# [Material to process]
- - - - -
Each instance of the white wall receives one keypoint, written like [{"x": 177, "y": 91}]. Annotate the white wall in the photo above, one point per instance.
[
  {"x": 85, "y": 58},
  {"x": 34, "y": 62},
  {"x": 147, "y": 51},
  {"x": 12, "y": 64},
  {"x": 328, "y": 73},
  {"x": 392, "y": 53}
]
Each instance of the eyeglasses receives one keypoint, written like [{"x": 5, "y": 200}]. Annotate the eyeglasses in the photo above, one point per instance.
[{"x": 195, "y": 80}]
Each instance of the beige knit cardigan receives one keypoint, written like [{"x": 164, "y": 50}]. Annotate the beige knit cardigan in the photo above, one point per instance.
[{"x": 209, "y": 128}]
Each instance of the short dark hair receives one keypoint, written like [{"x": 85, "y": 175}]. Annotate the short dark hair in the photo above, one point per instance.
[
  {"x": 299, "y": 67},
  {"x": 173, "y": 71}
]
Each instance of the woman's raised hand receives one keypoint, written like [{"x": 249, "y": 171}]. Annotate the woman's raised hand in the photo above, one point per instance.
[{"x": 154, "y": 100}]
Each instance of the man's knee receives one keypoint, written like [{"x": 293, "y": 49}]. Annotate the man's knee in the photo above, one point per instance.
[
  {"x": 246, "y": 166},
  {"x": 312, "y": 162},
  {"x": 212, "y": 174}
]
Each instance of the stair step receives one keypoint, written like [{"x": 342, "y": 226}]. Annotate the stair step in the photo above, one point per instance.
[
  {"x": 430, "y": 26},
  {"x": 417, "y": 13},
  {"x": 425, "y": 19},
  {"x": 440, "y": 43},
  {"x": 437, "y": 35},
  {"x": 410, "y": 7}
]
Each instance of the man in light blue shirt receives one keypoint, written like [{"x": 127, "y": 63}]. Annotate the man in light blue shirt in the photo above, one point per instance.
- - - - -
# [What you need to do]
Reproduce the listing above with every "one point per instance" changed to "a single point for each instance", keeping all other text the same.

# [Exercise output]
Each instance of the white wall receives one keypoint, written like [{"x": 177, "y": 91}]. Annotate the white wall in the photo above, a single point for each instance.
[
  {"x": 85, "y": 58},
  {"x": 34, "y": 62},
  {"x": 147, "y": 51},
  {"x": 12, "y": 64},
  {"x": 328, "y": 73},
  {"x": 392, "y": 53}
]
Each instance of the eyeglasses receives one keypoint, written like [{"x": 5, "y": 200}]. Annotate the eyeglasses in the photo above, a single point for each instance.
[{"x": 195, "y": 80}]
Each instance of the beige knit cardigan receives one keypoint, written like [{"x": 164, "y": 50}]. Annotate the beige knit cardigan in the photo above, a single point for each instance.
[{"x": 209, "y": 128}]
Each instance of the short dark hair receives one keypoint, written like [{"x": 85, "y": 175}]. Annotate the short dark hair in the photo above, a single point for each instance.
[
  {"x": 299, "y": 67},
  {"x": 173, "y": 71}
]
Each instance of the woman's raised hand receives one keypoint, written like [{"x": 249, "y": 171}]. Annotate the woman's raised hand in the photo above, a single point for each instance.
[{"x": 154, "y": 100}]
Each instance of the man's knee receives one keypoint, written like [{"x": 293, "y": 49}]. Annotate the man's knee in the photo above, a single point for each instance.
[
  {"x": 246, "y": 166},
  {"x": 312, "y": 162},
  {"x": 212, "y": 174}
]
Each instance of the stair step receives one keypoint, written like [{"x": 342, "y": 226}]. Annotate the stair step in the photo above, a single point for each instance.
[
  {"x": 430, "y": 26},
  {"x": 417, "y": 13},
  {"x": 425, "y": 19},
  {"x": 440, "y": 43},
  {"x": 437, "y": 35},
  {"x": 410, "y": 7}
]
Each instance of the man in light blue shirt receives one keypoint, written like [{"x": 127, "y": 63}]. Annotate the man in light blue shirt in the photo above, a single point for each instance.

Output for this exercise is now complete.